Given request:
Tally the lines in the data below that contain the word "village", and give only the number.

Provided entries:
* * *

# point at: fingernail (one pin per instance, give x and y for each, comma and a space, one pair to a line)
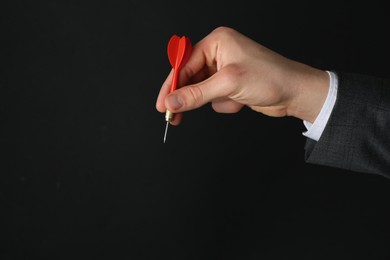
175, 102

* * *

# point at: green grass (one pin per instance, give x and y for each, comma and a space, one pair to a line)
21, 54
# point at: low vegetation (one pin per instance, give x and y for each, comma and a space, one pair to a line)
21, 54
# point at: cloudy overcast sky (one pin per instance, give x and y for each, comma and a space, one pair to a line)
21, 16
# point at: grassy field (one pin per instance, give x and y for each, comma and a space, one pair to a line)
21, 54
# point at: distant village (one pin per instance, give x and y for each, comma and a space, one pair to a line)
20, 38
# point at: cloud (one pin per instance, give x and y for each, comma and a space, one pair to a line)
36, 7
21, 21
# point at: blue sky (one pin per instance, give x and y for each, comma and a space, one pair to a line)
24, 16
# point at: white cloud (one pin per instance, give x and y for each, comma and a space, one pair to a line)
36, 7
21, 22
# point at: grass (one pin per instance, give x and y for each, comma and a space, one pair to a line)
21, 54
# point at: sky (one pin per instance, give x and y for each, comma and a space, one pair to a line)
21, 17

* * *

Full output:
1